INSTRUCTION A - Find every line in the records that contains the word "dirt", and copy each of those lines out in full.

SELECTED PASSAGE -
1. An apparatus comprising:

at least one processor; and

at least one memory storing instructions that, when executed by the at least one processor, cause the apparatus at least to:

determine rectangular regions of a picture;

pack the rectangular regions of the picture into a packed picture;

code the packed picture to generate a coded packed picture;

signal the coded packed picture;

signal metadata describing the rectangular regions packed into the coded packed picture;

signal a resampling ratio list, wherein the resampling ratio list comprises at least one resampling ratio;

signal metadata that identifies which of the at least one resampling ratio in the resampling ratio list is used to resample at least one rectangular region of the rectangular regions of the picture; and

signal metadata indicating positions of the rectangular regions in a target picture.

EXTRACTED RECORDS -
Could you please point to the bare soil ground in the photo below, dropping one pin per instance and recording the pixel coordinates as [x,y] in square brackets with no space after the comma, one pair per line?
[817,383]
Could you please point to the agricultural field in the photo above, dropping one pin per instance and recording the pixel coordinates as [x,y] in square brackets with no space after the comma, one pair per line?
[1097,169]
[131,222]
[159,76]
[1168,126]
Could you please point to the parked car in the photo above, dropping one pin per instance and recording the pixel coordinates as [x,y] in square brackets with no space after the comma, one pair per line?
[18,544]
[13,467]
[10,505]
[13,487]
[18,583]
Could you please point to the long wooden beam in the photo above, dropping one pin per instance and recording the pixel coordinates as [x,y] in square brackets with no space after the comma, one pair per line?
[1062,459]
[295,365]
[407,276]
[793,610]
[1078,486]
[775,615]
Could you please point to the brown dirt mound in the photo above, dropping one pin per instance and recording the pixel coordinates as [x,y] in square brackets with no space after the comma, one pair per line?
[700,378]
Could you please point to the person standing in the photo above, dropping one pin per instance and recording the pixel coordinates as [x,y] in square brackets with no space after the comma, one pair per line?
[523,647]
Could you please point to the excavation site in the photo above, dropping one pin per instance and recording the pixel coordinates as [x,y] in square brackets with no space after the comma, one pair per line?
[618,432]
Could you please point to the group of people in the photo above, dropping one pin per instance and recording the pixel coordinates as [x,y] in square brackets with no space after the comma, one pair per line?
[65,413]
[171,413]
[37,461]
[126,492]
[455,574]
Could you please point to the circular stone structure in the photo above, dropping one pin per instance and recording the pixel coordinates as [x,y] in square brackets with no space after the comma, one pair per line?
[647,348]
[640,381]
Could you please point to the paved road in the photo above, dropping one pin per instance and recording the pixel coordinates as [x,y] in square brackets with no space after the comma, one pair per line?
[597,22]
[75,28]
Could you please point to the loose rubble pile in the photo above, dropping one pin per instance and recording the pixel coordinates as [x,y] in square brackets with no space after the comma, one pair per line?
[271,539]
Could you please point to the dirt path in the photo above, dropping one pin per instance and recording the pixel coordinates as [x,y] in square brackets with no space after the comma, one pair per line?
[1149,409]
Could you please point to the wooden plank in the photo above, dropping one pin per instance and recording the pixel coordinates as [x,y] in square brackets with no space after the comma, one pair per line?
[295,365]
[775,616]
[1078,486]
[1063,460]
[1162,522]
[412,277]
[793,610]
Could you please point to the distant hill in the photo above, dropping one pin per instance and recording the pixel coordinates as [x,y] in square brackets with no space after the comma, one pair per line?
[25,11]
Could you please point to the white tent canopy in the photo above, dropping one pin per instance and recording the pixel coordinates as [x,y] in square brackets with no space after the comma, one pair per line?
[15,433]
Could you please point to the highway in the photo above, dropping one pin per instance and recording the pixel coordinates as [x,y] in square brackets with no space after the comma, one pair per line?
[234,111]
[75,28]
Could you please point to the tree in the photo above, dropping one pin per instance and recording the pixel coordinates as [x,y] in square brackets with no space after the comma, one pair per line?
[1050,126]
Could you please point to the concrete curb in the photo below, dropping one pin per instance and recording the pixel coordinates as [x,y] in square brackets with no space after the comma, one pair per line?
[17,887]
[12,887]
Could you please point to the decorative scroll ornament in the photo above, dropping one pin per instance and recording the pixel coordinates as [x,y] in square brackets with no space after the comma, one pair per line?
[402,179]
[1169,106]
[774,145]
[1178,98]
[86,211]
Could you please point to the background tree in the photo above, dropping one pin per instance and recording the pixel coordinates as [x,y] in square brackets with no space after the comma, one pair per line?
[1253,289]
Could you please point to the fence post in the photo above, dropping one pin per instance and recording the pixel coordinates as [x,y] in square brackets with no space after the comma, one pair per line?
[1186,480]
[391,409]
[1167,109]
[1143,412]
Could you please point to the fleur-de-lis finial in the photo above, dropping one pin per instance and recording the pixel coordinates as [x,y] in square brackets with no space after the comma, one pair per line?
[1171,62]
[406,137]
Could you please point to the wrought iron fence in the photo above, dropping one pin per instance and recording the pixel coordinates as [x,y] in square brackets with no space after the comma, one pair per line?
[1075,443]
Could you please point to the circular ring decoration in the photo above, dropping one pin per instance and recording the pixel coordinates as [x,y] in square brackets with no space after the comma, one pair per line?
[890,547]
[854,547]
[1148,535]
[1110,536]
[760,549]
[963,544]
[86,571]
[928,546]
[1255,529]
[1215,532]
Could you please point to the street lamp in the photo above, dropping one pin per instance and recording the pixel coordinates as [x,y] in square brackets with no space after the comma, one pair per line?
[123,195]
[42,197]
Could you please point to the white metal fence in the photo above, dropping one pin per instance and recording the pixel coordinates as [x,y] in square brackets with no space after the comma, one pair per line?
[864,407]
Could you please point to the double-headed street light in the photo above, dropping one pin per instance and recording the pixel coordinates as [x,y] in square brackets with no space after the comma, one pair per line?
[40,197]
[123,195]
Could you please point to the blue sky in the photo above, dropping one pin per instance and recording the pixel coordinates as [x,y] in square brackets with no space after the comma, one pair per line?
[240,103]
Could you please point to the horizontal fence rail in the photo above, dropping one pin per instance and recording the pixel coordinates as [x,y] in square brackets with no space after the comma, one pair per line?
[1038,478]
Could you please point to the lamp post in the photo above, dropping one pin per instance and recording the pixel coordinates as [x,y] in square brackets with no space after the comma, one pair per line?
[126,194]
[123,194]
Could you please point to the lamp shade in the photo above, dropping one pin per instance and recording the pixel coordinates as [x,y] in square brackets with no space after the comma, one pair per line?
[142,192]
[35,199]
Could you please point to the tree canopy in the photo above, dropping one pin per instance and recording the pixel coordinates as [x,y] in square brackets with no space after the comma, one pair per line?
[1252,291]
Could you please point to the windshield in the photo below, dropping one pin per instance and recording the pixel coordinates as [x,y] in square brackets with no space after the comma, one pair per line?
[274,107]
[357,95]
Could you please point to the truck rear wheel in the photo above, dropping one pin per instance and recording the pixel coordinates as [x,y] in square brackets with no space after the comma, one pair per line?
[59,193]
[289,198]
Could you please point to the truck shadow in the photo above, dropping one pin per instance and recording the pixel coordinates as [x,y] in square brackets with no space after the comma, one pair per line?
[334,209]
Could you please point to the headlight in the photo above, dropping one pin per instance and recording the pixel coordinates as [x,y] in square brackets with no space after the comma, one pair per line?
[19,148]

INSTRUCTION B - Carry on the patent claim about packing rectangular regions of a picture, starting right after its last sentence.

RESPONSE A -
Could you please point to the brown dirt mound in the photo above, dropping one pin per instance and recording the pixel coordinates as [x,y] in square brackets with no space after the comma, one pair per line?
Could you please point to the dirt path in the photo above, dropping one pin per instance and recording the pixel coordinates as [x,y] in square brackets with no space after the comma, one pair per line?

RESPONSE B -
2. The apparatus of claim 1, wherein the instructions, when executed by the at least one processor, cause the apparatus at least to:

signal an aspect ratio indicator, wherein the aspect ratio indicator comprising a first value indicates that numerator and denominator syntax elements used for determining at least one resampling ratio of the at least one rectangular region are not present, and wherein the aspect ratio indicator comprising a second value indicates that the numerator and denominator syntax elements used for determining at the least one resampling ratio of the at least one rectangular region are present.

3. The apparatus of claim 1, wherein the apparatus is further caused to: define an index for referencing: the at least one resampling ratio in an array used for storing the at least one resampling ratio and/or for referencing the at least one rectangular region in an array used for storing the at least one rectangular region.

4. The apparatus of claim 1, wherein the instructions, when executed by the at least one processor, cause the apparatus at least to:

signal a position and a size of a rectangular region;

use adaptive picture resolution coding when coding the packed picture;

signal a maximum picture dimensions and a current picture dimensions; and

signal an indicator that indicates whether the position and the size of the rectangular region are with respect to the maximum picture dimensions or with respect to the current picture dimensions.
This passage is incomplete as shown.